Work required - Give only the lines from the one containing "Could you please pick out the cathedral" through the end of the material below, exactly as written.

Dataset extract -
--
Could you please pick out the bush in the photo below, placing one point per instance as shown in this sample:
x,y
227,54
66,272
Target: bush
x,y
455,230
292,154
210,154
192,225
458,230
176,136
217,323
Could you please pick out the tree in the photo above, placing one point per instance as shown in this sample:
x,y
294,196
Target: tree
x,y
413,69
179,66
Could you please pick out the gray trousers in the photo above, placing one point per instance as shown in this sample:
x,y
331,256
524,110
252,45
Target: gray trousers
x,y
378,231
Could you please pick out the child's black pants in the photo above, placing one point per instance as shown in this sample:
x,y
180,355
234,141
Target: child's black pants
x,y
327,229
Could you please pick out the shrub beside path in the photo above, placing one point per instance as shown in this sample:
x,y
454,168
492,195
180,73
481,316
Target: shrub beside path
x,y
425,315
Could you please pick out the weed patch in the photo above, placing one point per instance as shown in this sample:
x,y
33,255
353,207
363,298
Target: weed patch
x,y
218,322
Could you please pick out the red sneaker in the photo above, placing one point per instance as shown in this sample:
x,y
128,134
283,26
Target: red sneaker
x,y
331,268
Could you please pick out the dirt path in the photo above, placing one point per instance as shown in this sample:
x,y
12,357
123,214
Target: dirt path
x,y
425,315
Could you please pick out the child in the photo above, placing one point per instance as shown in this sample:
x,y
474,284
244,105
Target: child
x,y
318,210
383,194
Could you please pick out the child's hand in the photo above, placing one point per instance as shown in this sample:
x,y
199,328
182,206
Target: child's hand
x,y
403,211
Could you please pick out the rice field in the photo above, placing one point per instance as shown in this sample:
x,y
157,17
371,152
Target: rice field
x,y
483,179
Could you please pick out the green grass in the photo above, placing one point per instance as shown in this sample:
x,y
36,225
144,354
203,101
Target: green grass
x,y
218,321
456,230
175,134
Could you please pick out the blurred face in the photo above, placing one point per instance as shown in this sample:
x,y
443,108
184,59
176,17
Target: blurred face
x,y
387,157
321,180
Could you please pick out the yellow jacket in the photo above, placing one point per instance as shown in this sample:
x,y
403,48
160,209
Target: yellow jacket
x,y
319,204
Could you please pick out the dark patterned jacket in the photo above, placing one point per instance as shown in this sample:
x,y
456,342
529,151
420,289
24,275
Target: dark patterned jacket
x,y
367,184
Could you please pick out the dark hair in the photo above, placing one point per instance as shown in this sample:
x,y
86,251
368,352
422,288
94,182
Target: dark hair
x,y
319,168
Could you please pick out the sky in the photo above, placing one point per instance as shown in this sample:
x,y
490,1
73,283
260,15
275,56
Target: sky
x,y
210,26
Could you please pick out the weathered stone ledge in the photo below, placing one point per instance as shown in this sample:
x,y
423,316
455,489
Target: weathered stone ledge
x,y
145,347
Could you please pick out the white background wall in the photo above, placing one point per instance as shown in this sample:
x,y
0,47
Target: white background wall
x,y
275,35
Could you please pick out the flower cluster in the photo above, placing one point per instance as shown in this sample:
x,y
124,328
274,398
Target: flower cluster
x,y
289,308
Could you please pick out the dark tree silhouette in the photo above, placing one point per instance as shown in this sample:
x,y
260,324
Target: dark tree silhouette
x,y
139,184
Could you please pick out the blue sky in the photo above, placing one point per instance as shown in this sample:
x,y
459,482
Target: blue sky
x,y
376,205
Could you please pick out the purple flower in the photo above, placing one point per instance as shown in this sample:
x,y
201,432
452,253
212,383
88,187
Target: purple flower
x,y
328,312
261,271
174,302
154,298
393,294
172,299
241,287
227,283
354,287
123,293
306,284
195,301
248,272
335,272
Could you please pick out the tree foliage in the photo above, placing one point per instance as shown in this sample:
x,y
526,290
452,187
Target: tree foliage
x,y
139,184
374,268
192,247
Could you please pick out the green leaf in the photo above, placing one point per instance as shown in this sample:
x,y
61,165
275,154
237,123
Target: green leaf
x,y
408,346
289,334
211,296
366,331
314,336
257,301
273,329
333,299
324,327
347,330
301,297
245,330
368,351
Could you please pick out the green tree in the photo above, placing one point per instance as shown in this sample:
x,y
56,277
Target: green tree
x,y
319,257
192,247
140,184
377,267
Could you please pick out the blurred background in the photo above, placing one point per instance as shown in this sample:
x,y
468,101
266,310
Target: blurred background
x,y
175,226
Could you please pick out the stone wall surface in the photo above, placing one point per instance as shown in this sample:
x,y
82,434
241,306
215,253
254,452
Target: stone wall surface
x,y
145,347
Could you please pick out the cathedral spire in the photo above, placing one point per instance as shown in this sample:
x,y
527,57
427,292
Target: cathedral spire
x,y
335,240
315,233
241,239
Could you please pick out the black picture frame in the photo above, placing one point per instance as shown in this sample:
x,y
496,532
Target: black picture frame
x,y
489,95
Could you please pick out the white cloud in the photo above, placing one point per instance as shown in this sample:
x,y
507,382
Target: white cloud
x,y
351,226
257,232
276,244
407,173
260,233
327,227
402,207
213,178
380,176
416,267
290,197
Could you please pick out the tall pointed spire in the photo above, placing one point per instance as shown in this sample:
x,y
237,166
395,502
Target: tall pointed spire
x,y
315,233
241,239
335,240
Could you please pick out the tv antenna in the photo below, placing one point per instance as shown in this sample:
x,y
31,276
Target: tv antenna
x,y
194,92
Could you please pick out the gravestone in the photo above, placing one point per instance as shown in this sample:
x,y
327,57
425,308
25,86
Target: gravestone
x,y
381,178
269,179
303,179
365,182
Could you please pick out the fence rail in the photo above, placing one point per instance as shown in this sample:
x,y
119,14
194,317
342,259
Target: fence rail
--
Solution to the problem -
Could you please pick out the cathedral spire in the photo above, placing one point per instance as shown in this sample:
x,y
527,57
427,292
Target: cathedral spire
x,y
335,240
315,233
241,239
Could you please pick out the black picture frame in the photo above, placing one point per instance as shown in this sample:
x,y
496,532
Target: black picture frame
x,y
489,95
Could you please pick out the white cloud in the photo above, placing one point per instance as shown in this sample:
x,y
507,382
Target: white cloud
x,y
351,226
257,232
276,244
407,173
260,233
327,227
402,207
213,178
380,176
416,267
290,197
Could you please pick out the tall pointed spire in the photo above, placing one point per instance as shown in this sample:
x,y
237,166
395,502
Target: tall pointed spire
x,y
315,233
241,239
335,240
Could you please pick out the tv antenna in the photo below, placing one point per instance as shown in this sample:
x,y
31,276
Target: tv antenna
x,y
194,92
Could you please pick out the gravestone in the photo above, placing one point per instance as shown in this sample:
x,y
327,57
425,308
25,86
Target: gravestone
x,y
381,178
269,179
303,179
365,182
Could you please pick out the fence rail in the photo above, placing one point per instance as shown in this sample:
x,y
119,14
194,317
342,259
Target: fence rail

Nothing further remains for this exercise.